AIM: Report how many lines of the records contain the word "leaf", treating uppercase and lowercase as different. Give only the number.

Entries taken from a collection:
## start

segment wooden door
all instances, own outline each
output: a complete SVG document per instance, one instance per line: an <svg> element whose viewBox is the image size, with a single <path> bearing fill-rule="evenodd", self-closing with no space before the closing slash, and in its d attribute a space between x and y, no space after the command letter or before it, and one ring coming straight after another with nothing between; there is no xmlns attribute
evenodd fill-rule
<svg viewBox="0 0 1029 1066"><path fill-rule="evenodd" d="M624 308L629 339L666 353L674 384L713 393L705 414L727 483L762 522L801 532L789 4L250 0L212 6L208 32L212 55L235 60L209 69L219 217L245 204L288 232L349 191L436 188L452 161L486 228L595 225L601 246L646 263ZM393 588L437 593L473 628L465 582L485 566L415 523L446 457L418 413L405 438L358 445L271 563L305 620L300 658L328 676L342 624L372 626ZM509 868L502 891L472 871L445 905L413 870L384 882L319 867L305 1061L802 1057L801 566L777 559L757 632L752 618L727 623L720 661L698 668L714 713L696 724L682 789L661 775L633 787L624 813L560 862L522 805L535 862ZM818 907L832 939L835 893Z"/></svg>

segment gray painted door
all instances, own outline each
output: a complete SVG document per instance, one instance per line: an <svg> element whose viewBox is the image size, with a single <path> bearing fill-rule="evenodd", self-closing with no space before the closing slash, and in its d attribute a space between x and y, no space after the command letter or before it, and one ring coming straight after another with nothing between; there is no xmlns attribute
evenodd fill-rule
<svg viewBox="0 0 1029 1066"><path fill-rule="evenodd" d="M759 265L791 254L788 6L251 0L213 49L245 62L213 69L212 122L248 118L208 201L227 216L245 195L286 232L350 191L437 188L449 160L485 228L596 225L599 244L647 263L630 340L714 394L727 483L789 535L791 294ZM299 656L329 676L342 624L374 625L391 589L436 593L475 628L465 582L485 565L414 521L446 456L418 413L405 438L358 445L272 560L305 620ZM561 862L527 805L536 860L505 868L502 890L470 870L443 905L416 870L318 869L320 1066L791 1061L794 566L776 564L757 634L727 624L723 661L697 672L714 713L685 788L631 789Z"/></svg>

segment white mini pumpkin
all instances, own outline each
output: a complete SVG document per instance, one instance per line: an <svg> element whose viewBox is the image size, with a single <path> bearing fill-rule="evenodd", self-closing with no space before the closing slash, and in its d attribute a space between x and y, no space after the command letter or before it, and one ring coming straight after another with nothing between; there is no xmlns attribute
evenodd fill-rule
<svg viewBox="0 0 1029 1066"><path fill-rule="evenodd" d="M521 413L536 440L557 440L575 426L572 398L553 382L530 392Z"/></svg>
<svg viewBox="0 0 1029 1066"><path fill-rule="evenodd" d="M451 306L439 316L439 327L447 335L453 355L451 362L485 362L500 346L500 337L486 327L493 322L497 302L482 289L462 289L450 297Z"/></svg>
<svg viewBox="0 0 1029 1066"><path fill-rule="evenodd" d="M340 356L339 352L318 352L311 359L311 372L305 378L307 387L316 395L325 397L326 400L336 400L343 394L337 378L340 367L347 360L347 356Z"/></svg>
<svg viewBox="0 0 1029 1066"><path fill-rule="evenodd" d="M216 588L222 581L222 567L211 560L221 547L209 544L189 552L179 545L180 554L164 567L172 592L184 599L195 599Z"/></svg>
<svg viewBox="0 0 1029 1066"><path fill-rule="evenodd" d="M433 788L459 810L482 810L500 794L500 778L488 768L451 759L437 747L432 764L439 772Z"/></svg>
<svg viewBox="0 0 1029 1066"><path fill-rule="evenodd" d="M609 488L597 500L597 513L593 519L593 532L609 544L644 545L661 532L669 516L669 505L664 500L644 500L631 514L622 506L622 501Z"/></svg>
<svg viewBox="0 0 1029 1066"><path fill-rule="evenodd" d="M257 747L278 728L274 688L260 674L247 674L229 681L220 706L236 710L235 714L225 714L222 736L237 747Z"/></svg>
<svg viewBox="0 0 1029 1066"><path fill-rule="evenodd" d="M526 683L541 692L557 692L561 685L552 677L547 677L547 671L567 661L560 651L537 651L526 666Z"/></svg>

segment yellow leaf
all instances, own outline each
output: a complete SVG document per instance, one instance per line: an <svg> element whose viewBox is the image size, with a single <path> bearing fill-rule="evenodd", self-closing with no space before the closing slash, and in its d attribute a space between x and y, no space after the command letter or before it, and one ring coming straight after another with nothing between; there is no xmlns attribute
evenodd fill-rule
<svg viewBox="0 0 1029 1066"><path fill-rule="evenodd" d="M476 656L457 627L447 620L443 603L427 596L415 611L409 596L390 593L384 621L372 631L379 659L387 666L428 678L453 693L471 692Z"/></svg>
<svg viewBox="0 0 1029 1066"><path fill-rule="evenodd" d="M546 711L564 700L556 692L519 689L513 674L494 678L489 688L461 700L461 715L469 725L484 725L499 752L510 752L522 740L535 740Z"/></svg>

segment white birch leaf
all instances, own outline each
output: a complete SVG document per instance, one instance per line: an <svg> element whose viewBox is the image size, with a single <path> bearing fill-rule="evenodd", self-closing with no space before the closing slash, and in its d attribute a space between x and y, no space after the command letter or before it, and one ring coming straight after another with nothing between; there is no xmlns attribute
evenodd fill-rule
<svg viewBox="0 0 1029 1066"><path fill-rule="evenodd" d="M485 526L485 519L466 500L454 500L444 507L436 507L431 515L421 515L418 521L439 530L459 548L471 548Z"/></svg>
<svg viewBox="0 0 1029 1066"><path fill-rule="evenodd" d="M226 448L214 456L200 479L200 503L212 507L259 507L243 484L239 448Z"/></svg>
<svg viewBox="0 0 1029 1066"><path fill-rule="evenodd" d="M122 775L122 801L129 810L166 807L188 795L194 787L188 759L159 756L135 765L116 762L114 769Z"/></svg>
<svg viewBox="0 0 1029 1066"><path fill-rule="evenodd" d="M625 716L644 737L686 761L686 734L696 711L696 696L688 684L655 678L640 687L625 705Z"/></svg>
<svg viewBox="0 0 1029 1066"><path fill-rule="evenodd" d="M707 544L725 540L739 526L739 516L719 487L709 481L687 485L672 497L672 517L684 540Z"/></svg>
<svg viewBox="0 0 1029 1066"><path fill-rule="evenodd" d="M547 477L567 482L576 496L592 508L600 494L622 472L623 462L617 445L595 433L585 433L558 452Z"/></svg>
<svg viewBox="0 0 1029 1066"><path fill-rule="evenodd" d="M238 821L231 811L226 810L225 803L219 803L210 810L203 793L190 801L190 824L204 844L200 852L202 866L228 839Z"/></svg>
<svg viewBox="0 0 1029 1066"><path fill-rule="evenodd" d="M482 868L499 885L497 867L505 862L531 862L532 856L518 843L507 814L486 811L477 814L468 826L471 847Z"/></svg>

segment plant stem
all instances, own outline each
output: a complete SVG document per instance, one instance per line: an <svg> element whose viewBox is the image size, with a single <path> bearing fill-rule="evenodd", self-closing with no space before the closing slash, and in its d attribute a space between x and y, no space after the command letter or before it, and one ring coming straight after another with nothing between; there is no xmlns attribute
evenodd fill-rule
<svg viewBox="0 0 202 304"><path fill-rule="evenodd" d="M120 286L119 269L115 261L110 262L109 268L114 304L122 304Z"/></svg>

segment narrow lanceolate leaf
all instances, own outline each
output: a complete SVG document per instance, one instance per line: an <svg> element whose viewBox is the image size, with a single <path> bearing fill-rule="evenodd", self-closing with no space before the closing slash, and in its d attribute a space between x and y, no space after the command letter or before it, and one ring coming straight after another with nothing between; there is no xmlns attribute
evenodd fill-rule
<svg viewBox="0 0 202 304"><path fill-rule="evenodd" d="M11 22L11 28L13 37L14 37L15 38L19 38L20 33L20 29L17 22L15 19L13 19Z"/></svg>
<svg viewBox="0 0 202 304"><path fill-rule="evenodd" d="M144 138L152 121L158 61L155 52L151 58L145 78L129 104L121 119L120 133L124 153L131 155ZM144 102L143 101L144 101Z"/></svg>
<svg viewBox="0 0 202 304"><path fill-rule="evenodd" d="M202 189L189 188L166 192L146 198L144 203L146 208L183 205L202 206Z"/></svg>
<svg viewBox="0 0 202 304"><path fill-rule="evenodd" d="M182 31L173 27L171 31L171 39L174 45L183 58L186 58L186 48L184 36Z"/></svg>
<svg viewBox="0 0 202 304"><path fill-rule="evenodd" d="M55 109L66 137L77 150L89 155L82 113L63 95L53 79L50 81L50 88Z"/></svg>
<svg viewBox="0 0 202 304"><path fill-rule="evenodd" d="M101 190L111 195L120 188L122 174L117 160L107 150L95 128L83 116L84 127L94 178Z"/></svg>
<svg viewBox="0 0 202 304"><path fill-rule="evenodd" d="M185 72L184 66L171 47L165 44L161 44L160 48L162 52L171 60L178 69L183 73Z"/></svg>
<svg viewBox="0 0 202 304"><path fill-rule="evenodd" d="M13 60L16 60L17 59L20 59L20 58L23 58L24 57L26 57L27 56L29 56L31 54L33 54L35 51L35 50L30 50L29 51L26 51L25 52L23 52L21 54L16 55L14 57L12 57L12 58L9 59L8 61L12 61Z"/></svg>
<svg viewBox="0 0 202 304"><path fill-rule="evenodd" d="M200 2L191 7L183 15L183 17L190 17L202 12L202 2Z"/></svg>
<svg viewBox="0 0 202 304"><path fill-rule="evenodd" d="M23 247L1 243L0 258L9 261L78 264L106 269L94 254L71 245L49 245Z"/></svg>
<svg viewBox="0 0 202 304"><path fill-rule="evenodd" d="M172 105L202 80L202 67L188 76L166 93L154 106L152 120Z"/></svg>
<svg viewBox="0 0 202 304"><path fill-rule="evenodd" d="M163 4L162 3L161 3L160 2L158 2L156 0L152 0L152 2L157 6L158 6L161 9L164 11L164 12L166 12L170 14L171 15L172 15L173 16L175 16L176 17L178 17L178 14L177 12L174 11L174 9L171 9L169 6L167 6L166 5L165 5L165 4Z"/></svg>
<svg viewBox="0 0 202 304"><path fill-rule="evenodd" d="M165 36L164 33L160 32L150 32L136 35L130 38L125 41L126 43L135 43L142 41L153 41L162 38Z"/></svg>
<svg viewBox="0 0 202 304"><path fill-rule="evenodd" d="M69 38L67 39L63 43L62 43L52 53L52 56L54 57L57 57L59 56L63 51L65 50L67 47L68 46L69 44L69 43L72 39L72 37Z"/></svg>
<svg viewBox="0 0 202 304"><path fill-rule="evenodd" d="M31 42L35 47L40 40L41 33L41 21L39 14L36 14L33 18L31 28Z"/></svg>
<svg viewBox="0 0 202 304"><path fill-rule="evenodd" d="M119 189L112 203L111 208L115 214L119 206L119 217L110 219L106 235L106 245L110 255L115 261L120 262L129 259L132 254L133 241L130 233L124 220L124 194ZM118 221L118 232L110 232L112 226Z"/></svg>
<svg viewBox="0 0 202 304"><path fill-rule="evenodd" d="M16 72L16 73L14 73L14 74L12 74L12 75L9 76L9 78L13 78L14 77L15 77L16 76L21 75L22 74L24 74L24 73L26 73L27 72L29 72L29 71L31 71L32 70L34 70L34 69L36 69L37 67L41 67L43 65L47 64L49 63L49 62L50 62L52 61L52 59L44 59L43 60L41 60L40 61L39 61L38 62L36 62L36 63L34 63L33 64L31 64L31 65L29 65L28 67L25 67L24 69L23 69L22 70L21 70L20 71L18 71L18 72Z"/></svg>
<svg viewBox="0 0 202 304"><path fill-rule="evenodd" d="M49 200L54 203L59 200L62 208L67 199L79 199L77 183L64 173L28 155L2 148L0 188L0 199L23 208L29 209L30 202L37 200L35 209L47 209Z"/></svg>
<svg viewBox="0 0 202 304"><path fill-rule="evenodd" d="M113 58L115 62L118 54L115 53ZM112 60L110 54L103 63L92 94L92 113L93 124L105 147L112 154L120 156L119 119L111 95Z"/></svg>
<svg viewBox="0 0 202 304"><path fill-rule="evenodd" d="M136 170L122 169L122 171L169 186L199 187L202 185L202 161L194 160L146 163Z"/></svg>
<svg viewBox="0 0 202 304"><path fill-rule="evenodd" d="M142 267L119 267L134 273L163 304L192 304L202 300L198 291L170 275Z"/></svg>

## end

SOLUTION FOR THIS EXERCISE: 3